#### Given request 1:
Summarize the text on Christina Broom in two sentences.
#### Given request 2:
In the text on Christina Broom, which horse won the 1903 Derby?

Blue Plaques

BROOM, Christina (1862–1939)

Plaque erected in 2024 by English Heritage at 92 Munster Road, Fulham, London, SW6 5RD, London Borough of Hammersmith and Fulham

All images © English Heritage

Profession

Photographer

Category

Commerce and Business, Fine Arts, Journalism and Publishing

Inscription

CHRISTINA BROOM 1862–1939 Photographer lived and worked here from 1913

Material

Ceramic

Christina Broom was probably Britain’s first woman press photographer. Her photojournalism captured London, the military, the suffrage movement and royalty from the early 1900s. In addition to the popularity of her postcards during her lifetime, Broom’s work has been recognised in books and exhibitions in the present day. She is commemorated with a blue plaque at 92 Munster Road, Fulham, where she lived and worked from 1913.

Black and white photograph of a woman standing behind a box camera in Edwardian clothing.
Photograph of Christina Broom taken for her coronation pass in 1911 by her daughter, Winifred

Chistina Broom was born Christina Livingston on 28 December 1862 to parents who were bootmakers. She studied in Margate, Kent, where she gained a lifelong passion for swimming, shooting and fishing. After her parents’ deaths, Christina ran the family business in the King’s Road, Chelsea. In 1889, she married Albert Broom, the son of a local ironmonger. Their daughter, Winifred, was born in 1890 and they sold the bootmaking business the same year.

Experiments in photography

The Brooms set up a stationer’s shop in Streatham in 1901, after Albert became permanently disabled following a cricket accident. They printed and sold photographs and satirical drawings as postcards.

Christina Broom began experimenting with a borrowed camera and registered nine photographs for copyright in May 1903. They included the opening of the new South London Electric Tramway between Westminster and Tooting by the Prince and Princess of Wales, the Duke of Cambridge returning in his carriage from the opening of Kew Bridge, and Derby Day at Epsom. She had captured the 1903 Derby winner, ‘Rock Sand’, and sold many postcards of the image.

#### Dataset extract:

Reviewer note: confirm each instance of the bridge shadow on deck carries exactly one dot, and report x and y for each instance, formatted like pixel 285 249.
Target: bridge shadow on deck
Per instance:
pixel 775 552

#### Full solution 1:
Christina Broom, probably Britain's first woman press photographer, photographed London, the military, the suffrage movement and royalty from the early 1900s, and in 2024 English Heritage erected a blue plaque at 92 Munster Road, Fulham, where she lived and worked from 1913. Born Christina Livingston in 1862 to parents who were bootmakers, she and her husband Albert set up a stationer's shop in Streatham in 1901, and she began experimenting with a borrowed camera and registered nine photographs for copyright in May 1903.

#### Full solution 2:
Rock Sand